Tasks for this exercise.
- a) From the miDruglikeness text below, copy the passage starting with "We developed the" and going on through "sampling imbalanced data.".
- b) In the miDruglikeness text below, what kind of model was used to build the in vivo ability, IND ability, and market approvability models?

Text block.
□ □ □ □ □ □ □

The aforementioned drug-likeness prediction models are typically trained using approved drugs (or a combination of approved drugs and candidate drugs in clinical trials) as positive samples and purchasable compounds as negative samples. However, there are situations where we are interested in determining the likelihood that a compound that is initially identified as being drug-like will be successful in the in vivo testing stage (referred to here as ‘in vivo ability’). Similarly, we may wish to forecast whether a compound in the in vivo testing stage will become an investigational new drug (referred to here as ‘IND ability’), or whether an investigational new drug will ultimately be approved to become a marketed drug (referred to here as ‘market approvability’). Failure in drug development can occur in various stages. For example, the clinical failure rate from phase I clinical trials to the successful launching of a drug on the market is over 90% [
16]. The subdivisional drug-likeness prediction including market approvability prediction can therefore be useful for boosting success rates in clinical trials and other stages.
In this study, we developed a miDruglikeness system including three subdivisional drug-likeness prediction models to deal with the abovementioned problems (
Figure 1). The in vivo ability, IND ability, and market approvability models were respectively built using graph neural networks (GNNs). To enhance the predictive ability of these models, we combined active learning with ensemble learning. The miDruglikeness system showed satisfying performance in internal test datasets and self-collected external test datasets. The performance of miDruglikeness in the virtual screening test was significantly better than QED and state-of-the-art protein-ligand scoring-based methods. Besides, we also employed Shapley Additive exPlanation (SHAP) [
17] to interpret these models and built a webserver of miDruglikeness for public usage.
4. Discussion
In this work, we first proposed and implemented three subdivisional models to individually predict the possibility of a compound entering the in vivo testing, clinical trials, and market approval stages. By making drug-likeness predictions in this subtle manner, we can predict the probability of a compound entering the next stage of drug discovery and development. Our testing results demonstrated the robustness and the generalization ability of miDruglikeness models. Although docking approaches based on target information are popular for virtual screening, their performance is inadequate. Our in vivo ability model showed a very good performance for virtual screening. Since in vivo ability model is target independent, it would serve as an orthogonal complementary to target-based virtual screening methods and is anticipated to considerably increase the success rate of virtual screening. Many researchers utilize QED as a filter in virtual screening. However, we discovered that our in vivo ability model worked far better than QED. Thus, we highly recommend that users can employ in vivo ability as a strong filter in their virtual screening campaigns.
The miDruglikeness models are mainly based on the structural information of compounds. Nevertheless, drug approval is a complicated process that is also affected by biological and commercial factors. Thus, the IND ability prediction task and market approvability prediction are more challenging than in vivo ability prediction task. To further improve the predictive performance of the IND ability model and the market approvability model, additional information such as biological data from in vivo assays and clinical trials should also be considered.
We developed the active ensemble learning method for miDruglikeness models in this study. Additionally, active ensemble learning is a general strategy for machine learning models with uncertainty and can be used for a variety of different tasks, such as the prediction of bioactivities. Active ensemble learning can combinedly be used with other methods such as XGBoost and DNN. From
Figure S7, we also discovered that active learning could maintain data balance at a certain range in the data selection. It could be applied for scenarios when sampling imbalanced data.

□ □ □ □ □ □ □

Source data.

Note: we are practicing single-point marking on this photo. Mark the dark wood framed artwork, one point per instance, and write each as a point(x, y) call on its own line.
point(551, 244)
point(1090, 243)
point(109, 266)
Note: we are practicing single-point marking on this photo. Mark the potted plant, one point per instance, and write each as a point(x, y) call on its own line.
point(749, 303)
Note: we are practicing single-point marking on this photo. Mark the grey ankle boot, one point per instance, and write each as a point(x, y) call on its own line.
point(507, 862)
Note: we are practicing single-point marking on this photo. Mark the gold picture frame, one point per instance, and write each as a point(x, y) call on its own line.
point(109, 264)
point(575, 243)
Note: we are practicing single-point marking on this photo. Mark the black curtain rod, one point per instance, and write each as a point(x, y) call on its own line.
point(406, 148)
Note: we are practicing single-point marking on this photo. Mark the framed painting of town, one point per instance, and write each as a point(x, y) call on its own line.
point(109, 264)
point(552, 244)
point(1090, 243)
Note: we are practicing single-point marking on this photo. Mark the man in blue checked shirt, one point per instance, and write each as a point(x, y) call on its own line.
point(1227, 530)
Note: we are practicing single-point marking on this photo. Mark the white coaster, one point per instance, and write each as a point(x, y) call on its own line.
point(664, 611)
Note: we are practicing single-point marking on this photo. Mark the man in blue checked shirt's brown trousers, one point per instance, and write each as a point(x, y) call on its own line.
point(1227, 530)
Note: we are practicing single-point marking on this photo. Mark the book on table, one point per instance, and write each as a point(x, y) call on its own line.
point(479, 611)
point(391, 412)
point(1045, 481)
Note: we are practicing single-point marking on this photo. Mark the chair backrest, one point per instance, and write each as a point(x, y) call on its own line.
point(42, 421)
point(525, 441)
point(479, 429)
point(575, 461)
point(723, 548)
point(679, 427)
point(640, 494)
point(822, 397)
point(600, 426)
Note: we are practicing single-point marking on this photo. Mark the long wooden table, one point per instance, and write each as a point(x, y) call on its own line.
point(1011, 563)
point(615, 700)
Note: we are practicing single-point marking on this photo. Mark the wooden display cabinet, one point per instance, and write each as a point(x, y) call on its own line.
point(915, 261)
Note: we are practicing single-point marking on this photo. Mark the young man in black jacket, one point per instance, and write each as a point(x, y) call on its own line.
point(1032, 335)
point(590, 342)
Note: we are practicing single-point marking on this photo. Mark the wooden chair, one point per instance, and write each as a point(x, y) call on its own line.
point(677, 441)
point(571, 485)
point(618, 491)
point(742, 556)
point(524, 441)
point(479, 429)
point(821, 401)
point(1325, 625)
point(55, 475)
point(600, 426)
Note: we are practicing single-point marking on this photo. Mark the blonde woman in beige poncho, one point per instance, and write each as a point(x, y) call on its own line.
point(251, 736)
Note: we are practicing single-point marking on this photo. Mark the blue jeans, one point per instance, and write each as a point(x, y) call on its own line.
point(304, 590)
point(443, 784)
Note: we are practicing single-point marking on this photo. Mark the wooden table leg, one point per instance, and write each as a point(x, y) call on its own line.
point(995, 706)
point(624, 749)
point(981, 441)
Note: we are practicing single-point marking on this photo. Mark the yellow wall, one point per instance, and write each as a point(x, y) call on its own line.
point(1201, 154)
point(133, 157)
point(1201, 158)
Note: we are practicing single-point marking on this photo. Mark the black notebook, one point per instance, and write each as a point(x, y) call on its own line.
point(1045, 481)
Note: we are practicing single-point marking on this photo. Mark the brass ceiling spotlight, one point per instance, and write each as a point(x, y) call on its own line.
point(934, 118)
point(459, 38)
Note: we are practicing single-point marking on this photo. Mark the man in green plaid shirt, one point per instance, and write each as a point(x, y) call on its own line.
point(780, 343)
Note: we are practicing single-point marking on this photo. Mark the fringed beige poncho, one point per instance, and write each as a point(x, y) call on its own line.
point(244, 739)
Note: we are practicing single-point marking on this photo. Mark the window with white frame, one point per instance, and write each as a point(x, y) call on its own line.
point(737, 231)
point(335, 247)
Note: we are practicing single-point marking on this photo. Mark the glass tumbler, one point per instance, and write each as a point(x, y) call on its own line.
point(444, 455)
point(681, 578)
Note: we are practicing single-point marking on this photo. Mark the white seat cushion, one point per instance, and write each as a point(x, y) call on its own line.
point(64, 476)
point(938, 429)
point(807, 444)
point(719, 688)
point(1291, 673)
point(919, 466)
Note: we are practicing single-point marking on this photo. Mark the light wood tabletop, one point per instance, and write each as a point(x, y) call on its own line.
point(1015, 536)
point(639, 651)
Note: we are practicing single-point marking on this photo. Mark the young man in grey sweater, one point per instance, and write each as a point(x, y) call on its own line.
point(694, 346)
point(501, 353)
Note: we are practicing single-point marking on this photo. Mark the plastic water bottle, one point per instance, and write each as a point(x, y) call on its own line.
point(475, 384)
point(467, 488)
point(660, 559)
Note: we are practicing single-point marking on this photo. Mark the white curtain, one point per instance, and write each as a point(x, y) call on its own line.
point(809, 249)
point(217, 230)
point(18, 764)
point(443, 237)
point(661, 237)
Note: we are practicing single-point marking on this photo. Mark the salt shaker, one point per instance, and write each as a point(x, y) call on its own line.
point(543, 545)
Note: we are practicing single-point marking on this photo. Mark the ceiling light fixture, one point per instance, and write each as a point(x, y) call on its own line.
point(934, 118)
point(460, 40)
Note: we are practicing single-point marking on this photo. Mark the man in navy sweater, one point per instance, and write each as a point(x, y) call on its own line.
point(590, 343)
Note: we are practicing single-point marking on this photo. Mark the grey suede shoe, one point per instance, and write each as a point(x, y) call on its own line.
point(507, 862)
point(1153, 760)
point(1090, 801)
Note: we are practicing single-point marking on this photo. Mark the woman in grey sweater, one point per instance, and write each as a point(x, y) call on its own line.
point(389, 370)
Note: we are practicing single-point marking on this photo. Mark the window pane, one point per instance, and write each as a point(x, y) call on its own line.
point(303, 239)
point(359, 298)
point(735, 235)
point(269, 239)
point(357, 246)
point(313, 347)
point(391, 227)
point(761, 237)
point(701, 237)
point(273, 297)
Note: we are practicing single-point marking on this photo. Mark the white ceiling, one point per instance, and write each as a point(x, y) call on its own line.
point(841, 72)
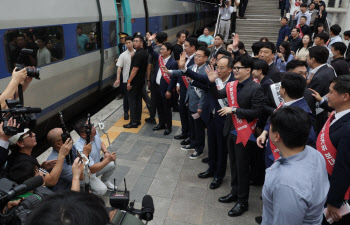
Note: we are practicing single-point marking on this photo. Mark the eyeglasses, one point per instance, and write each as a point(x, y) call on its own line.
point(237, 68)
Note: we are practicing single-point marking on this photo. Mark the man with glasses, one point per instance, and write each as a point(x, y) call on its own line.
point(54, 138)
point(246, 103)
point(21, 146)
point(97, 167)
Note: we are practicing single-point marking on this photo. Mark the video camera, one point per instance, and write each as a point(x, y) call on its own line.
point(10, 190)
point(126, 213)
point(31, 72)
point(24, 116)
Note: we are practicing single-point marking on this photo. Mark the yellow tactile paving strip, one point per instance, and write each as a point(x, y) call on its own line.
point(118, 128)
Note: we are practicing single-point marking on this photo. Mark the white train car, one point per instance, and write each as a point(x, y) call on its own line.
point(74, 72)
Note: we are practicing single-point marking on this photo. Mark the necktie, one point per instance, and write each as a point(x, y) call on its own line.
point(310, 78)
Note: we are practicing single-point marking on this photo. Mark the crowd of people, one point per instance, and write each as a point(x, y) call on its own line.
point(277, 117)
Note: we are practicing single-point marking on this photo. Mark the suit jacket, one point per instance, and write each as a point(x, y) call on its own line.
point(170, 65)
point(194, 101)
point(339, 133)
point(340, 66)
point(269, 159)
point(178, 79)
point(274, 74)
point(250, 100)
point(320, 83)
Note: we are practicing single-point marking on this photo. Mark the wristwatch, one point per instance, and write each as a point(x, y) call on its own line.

□ □ □ □ □ □ □

Task responses.
- a)
We developed the active ensemble learning method for miDruglikeness models in this study. Additionally, active ensemble learning is a general strategy for machine learning models with uncertainty and can be used for a variety of different tasks, such as the prediction of bioactivities. Active ensemble learning can combinedly be used with other methods such as XGBoost and DNN. From
Figure S7, we also discovered that active learning could maintain data balance at a certain range in the data selection. It could be applied for scenarios when sampling imbalanced data.

- b) Graph neural networks (GNNs).